** Start Given records **

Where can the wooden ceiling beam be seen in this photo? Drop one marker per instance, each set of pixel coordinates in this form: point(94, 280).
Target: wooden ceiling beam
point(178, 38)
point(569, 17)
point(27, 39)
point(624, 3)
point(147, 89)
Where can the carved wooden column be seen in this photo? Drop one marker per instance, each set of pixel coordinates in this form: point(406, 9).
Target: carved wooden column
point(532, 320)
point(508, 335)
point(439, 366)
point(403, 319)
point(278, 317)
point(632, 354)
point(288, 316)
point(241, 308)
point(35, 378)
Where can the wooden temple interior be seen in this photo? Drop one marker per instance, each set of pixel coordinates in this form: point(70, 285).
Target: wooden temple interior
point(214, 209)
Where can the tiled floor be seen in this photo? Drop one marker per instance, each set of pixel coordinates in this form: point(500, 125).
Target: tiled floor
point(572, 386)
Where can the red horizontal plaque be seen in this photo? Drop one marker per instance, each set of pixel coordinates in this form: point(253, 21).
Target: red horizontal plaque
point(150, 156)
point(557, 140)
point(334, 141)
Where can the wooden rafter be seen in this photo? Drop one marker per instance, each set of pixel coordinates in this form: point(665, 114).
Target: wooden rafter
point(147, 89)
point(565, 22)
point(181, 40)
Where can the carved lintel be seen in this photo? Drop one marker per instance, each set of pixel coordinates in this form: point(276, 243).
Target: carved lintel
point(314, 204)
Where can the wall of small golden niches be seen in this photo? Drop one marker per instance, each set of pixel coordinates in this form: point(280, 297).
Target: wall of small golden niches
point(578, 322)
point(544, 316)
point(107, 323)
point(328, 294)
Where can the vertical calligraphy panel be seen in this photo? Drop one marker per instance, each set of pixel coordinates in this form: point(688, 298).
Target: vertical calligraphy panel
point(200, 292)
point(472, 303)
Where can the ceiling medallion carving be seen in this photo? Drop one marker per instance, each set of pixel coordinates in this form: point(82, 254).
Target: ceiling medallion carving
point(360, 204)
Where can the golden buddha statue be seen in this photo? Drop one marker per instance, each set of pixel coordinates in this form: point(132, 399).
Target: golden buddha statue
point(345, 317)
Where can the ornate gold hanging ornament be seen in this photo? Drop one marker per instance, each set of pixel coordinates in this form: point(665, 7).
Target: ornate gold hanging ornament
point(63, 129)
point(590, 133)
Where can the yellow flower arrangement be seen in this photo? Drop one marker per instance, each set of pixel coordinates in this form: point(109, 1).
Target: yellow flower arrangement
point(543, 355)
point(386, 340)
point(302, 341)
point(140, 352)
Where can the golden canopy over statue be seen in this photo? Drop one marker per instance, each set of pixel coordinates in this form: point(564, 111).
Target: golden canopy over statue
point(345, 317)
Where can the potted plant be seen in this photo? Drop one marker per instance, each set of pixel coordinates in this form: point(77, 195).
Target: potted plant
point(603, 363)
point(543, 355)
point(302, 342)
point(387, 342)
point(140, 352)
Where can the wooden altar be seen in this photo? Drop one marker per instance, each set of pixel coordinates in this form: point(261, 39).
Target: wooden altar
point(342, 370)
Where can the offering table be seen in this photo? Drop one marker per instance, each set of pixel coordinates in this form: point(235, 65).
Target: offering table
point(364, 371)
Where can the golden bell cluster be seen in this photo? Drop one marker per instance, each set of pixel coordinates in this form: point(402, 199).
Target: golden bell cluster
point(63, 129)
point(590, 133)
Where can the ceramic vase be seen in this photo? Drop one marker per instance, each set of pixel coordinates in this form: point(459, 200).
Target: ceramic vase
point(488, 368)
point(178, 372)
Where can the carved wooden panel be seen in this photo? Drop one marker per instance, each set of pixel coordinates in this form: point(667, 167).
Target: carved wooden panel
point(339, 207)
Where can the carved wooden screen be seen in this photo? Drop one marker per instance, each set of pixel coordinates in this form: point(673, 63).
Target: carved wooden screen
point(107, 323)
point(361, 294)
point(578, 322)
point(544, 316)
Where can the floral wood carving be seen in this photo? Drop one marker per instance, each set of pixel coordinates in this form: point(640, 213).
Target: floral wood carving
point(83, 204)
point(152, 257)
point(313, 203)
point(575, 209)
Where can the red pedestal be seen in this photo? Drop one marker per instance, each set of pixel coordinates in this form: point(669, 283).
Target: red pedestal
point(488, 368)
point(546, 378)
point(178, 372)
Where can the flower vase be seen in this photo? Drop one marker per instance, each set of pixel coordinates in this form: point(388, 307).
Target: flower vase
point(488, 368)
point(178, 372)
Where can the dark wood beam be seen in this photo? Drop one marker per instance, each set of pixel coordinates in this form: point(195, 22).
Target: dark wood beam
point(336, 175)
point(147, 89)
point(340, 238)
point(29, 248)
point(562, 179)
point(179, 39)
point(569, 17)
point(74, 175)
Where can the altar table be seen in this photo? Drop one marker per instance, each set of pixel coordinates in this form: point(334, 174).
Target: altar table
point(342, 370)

** End Given records **

→ **Instructions for the task**: Quote the records word for word from their start through the line containing "point(572, 386)", including that line.

→ **Solved problem**:
Where can the wooden ceiling beam be seen in this photo? Drop one marker per instance, each set of pixel coordinates in this form: point(94, 280).
Target: wooden ceiling beam
point(178, 38)
point(569, 17)
point(27, 39)
point(624, 3)
point(147, 89)
Where can the carved wooden column be seen in this photo? Drop one marker per instance, each set of pixel coordinates in this form: point(406, 9).
Target: carved wooden column
point(532, 320)
point(508, 335)
point(439, 366)
point(403, 319)
point(278, 317)
point(632, 354)
point(288, 316)
point(241, 308)
point(35, 378)
Where can the wooden temple interior be seen in this photo? Drop one marker per instance, each set of pixel coordinates in this form: point(70, 285).
Target: wooden temple interior
point(214, 209)
Where can the tiled floor be seen in this photo? Drop one marker per instance, each set of pixel coordinates in this form: point(500, 125).
Target: tiled floor
point(572, 386)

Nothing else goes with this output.